Task: Write out only the tail of the records, beginning at the line containing "Pick out every instance of the white shelf" and including the last line, exactly as written.

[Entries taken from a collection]
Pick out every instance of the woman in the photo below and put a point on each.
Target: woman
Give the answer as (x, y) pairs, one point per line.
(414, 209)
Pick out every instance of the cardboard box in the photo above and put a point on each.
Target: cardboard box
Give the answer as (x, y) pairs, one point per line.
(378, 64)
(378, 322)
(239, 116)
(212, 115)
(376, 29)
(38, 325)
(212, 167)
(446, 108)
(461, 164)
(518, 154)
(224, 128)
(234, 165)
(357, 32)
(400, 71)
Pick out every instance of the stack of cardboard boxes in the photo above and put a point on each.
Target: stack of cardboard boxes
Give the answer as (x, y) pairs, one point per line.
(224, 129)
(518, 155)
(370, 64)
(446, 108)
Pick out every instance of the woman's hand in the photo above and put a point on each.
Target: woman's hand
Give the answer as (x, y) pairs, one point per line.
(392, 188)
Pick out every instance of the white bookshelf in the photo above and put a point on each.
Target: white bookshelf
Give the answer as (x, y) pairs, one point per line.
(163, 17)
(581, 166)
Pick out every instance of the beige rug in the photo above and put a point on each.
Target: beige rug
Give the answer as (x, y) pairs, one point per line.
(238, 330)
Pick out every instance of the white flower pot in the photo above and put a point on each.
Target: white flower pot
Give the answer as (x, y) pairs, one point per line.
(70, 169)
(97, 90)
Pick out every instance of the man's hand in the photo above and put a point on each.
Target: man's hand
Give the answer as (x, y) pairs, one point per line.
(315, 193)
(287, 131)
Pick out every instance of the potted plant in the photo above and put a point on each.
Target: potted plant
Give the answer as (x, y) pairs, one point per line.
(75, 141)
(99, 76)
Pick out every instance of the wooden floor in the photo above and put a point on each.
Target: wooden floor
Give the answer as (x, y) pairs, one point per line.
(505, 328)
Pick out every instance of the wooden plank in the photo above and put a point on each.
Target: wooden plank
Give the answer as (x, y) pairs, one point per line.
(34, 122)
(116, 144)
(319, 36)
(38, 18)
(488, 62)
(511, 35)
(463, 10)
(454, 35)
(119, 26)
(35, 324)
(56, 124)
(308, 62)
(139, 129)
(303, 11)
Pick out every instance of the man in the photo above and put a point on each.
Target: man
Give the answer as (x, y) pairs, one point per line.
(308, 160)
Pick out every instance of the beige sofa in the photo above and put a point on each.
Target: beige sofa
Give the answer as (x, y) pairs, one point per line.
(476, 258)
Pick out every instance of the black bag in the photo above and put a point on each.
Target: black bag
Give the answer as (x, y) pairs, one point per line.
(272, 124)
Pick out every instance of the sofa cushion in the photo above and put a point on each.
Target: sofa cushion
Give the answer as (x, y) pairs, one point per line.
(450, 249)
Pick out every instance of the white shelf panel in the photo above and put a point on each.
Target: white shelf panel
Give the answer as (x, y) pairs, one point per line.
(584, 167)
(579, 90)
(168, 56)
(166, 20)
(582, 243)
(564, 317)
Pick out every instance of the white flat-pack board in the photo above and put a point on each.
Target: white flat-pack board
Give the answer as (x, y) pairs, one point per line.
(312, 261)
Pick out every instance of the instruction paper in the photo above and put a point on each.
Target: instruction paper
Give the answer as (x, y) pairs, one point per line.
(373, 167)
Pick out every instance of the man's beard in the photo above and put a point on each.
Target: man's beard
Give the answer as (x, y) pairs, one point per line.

Exercise response:
Pick out every instance of the white shelf panel in the photo above and put a point on each.
Target: white shelf panel
Give the answer as (x, y) pairs, one point per line.
(584, 167)
(579, 90)
(168, 56)
(166, 20)
(582, 243)
(564, 317)
Pick out every instance of the white flat-pack board in the photo above and put a point on each.
Target: white flat-pack board
Give the answer as (x, y) pairs, one point per line.
(312, 261)
Pick out every instance of the instruction paper in the photo above and put a point on each.
Target: instruction paper
Give the answer as (x, y) pairs, one point per line.
(373, 167)
Pick out every instance of the man's beard in the photo above and put a point on each.
Target: man's beard
Give the answer as (x, y) pairs, one point per line.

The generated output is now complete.